--- Dataset excerpts ---
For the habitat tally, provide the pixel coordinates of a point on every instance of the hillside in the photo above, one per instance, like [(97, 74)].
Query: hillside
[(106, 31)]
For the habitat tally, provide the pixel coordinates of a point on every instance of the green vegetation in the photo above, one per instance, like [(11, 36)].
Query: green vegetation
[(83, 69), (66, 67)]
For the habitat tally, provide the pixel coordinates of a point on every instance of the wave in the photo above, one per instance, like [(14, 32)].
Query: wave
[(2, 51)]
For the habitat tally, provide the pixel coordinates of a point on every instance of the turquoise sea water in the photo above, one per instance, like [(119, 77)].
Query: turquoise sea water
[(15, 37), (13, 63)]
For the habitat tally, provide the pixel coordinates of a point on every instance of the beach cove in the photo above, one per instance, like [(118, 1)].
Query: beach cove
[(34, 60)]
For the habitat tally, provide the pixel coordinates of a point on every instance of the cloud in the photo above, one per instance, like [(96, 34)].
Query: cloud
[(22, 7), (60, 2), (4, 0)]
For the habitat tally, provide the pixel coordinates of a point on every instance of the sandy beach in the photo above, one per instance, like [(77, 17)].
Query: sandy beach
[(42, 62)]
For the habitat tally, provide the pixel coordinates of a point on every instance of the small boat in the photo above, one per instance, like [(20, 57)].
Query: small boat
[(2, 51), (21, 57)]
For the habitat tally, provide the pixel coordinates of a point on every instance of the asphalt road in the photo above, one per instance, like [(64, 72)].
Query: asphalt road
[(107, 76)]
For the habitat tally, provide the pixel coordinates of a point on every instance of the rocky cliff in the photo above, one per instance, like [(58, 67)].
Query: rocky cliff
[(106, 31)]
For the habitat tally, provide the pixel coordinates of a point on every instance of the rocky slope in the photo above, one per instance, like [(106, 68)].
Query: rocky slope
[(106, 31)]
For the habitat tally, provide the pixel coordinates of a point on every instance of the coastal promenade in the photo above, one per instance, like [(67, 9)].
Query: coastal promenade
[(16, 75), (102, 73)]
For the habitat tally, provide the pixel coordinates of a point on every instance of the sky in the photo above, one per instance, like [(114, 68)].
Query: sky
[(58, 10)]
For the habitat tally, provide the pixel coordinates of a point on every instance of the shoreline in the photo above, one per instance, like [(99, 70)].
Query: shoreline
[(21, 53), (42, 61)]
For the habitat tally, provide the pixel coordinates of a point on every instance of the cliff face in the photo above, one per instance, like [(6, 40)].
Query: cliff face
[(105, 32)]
---
● Requirement
Repeat only the stretch of lines that begins at the line containing "like [(96, 34)]." and ends at the last line above, both included.

● Answer below
For the habitat tally, provide the pixel coordinates of a point on every instance of the cloud in the photo above, one per instance, like [(96, 34)].
Query: cloud
[(22, 7), (60, 2), (4, 0)]
For the habitat tally, provide the pixel coordinates of a point on every instance of the sandy beach in the photo above, one per instance, like [(77, 17)].
Query: sandy beach
[(42, 62)]
For the habitat tally, provide the pixel coordinates of a point on every instance of the small boat in the photo above, one per instance, like [(20, 57)].
Query: small boat
[(2, 51), (21, 57)]
For the habitat tally, provide the pixel coordinates of a point on every instance of the asphalt road in the photo above, one per instance, like [(64, 72)].
Query: asphalt road
[(107, 76)]
For the habitat tally, provide the pixel coordinates of a point on every instance of the rocky cliff in the photo above, one per instance, like [(58, 67)].
Query: rocky cliff
[(106, 31)]
For the habitat tally, provide the pixel coordinates of a point on every instance of the rocky slope in the photo above, one per instance, like [(106, 68)].
Query: rocky slope
[(106, 31)]
For the habitat tally, provide the pixel coordinates of a point on every instance of the coastal promenade in the photo above, one per instance, like [(67, 9)].
Query: coastal promenade
[(16, 75), (102, 73)]
For the habitat tally, provide the pixel coordinates of a point on every instance of the sky in the photo above, one per instance, like [(114, 68)].
Query: sky
[(58, 10)]
For the habitat tally, provide the pixel coordinates of a point on every instance of the shoreline in the photo above, one per instance, like [(99, 70)].
Query: shoreline
[(21, 53), (42, 61)]
For the habitat tally, provide the pixel coordinates of a point on every instance of the cliff face in the photo above, one per instance, like [(6, 40)].
Query: cliff face
[(105, 32)]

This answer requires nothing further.